━━━ ページ抜粋 ━━━

不動産登記手続きについて
不動産購入と登記
購入した住まいの所有権を主張するために必要なのが不動産登記です。非常に重要な手続きであるため、売買仲介を依頼した不動産会社や金融機関が助言してくれます。
ただ、不動産会社との媒介契約は、売買に向けての活動を約束するものです。売買契約が完了した後の登記の手続きは、あくまでサポート業務です。所有者本人が不動産登記の意味やタイミングを確認しておくとよいでしょう。
不動産登記とは
不動産登記とは、土地や建物などの不動産ひとつひとつについて、その物件がどこにあり、どれくらいの広さで、誰が所有しているのかといった情報を記録することです。
登記をして初めて、不動産の所有権を第三者に主張することができます。
所有権保存登記
「所有権保存登記」では、まだ所有権の登記がされていない不動産を初めて登記します。建物を新築した場合は、所有権保存登記の手続きが行われます。
所有権移転登記
「所有権移転登記」では、すでに登記されている不動産の所有権が売買などによって移ったことを記録します。中古住宅・マンション、土地については、この登記が行われます。
抵当権設定登記
建物や土地を担保に金融機関から融資を受けた場合は、「抵当権設定登記」の手続きが取られます。通常は所有権の登記と一緒に行われます。
登記を迅速に行う理由
不動産の引渡しを受けたときには、すぐに登記すべきです。登記をしていないために大きな不利益を被る恐れがあるためです。
二重売買
自分が所有する住宅を登記しておかなければ、第三者に対して「自分の住まいだ」という権利の主張ができません。これが原因で起こりうるトラブルの例としてよく紹介されるのが、二重売買です。
二重売買とは、売主様が不動産を購入検討者と第三者に二重に売却してしまうことです。購入検討者が購入代金を支払って物件の引渡しを受けていても、第三者が購入検討者より先に登記をしてしまうと、第三者に所有権が移ってしまいます。購入検討者は第三者に対して所有権を主張できず、物件の明け渡しを求められることもあります。
登記の手続き
申請
所有権移転登記などの手続きは、通常は司法書士の案内に従って進めていきます。
買主様は残代金の支払いの際に売主様から権利証と印鑑証明書を受け取り、司法書士に依頼して所有権移転などの登記をします。
二重売買を避けるためにも登記は迅速にその日のうちに申請されます。登記には約2週間ほどかかります。

━━━ 元データ ━━━

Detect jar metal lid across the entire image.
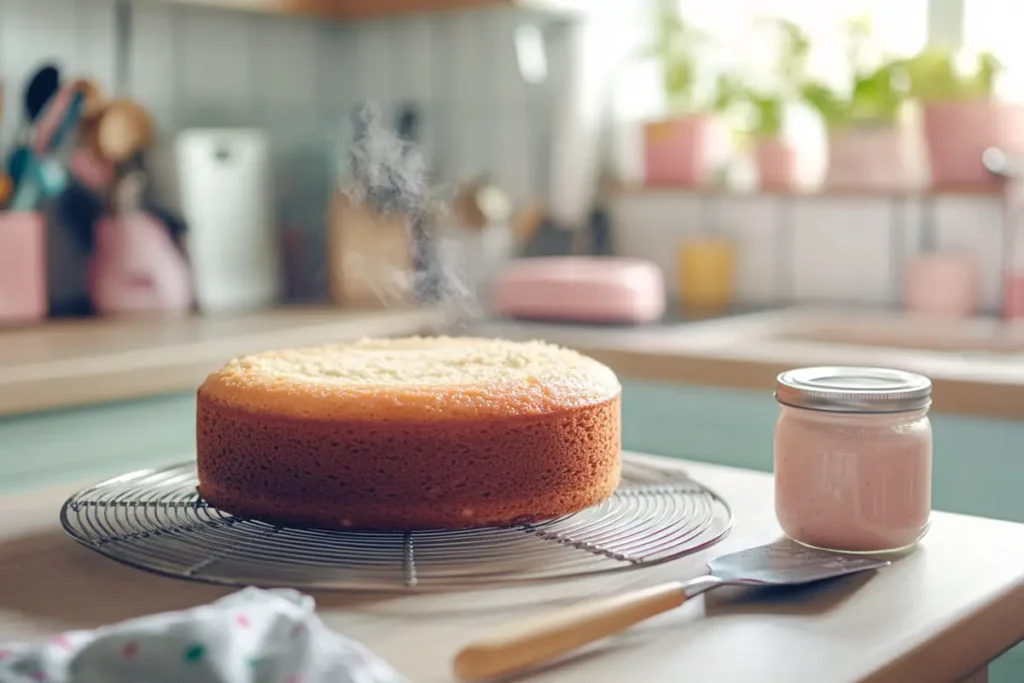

━━━

課題の内容:
1) 不動産登記についての文章によると、建物を新築した場合に行われる登記の手続きは何ですか。
2) 次の(a)〜(c)が不動産登記についての文章の内容と合っているか、それぞれ「はい」か「いいえ」で答え、決め手になる本文の言葉をそのまま引用してください。
(a) 抵当権設定登記は、ふつう所有権の登記と一緒に行われる。
(b) 登記の申請は、残代金を払ってから一週間ほどたってから行われる。
(c) 不動産会社との媒介契約は、売買契約の後の登記手続きまで約束するものである。
3) 不動産登記についての文章を、最後の文の後から続けて書いてください。

回答一覧:
1) 所有権保存登記です。

2)
(a) はい:「通常は所有権の登記と一緒に行われます。」
(b) いいえ:「二重売買を避けるためにも登記は迅速にその日のうちに申請されます。」
(c) いいえ:「売買契約が完了した後の登記の手続きは、あくまでサポート業務です。」

3)
権利証・登記識別情報
権利証(登記済証)は登記が完了したときに買主様に交付されます。買主様がその後、その他の登記を申請する際に、本人確認のために必要となる大切な書類です。
現在はコンピュータ化が進み、権利証の代わりに登記識別情報が利用されています。
不動産登記が完了すると、司法書士から買主様に登記識別情報通知が書留で送られてきます。登記からタイムラグがありますが、登記識別情報通知が手元に届かなくても所有権は買主に移転しています。
登記簿謄本(登記事項証明書)
登記簿とは登記所に保管されている公簿(公開の記録)のことです。
登記簿は土地1筆(1区画)ごと、建物1棟ごとにあります。特定の物件について登記簿をコピーしたものが登記簿謄本(登記事項証明書)です。
登記簿を見ると、その土地や建物の現在の所有者がわかることはもちろん、所有権の変遷もわかります。
登記用紙には土地・建物とも「表題部」「権利部」に分かれています。権利部には「甲区」「乙区」があります。つまり、全部で3つの欄で構成されています。
表題部
表題部には土地・建物を特定するための情報が記されています。
土地ならば所在、地番、地目、地積、登記原因と日付などが載っています。
建物では所在、家屋番号、種類、構造、床面積、登記原因と日付などが記載されています。
権利部(甲区)
甲区には所有権に関する情報が書かれています。
所有権がこれまでに誰の手に移り、現在の所有者が誰であるのかが分かります。
記載された情報は先に載っているものほど古く、最も後にかかれている所有者が現在の所有者です。
売買契約を結ぶ前に登記簿謄本をチェックした際、売主様と登記簿上の所有者が異なる場合は注意が必要です。通常であれば、そのような方が売主様となることはないからです。
ただ、登記簿上の所有者と売主様との間ですでに売買契約が締結され、それがまだ登記簿に記載されていないという可能性はあります。もしそうであっても、売主様が権利証(登記済証)を保有していることを必ず確かめましょう。トラブルに巻き込まれないよう、慎重な行動が必要です。
権利部(乙区)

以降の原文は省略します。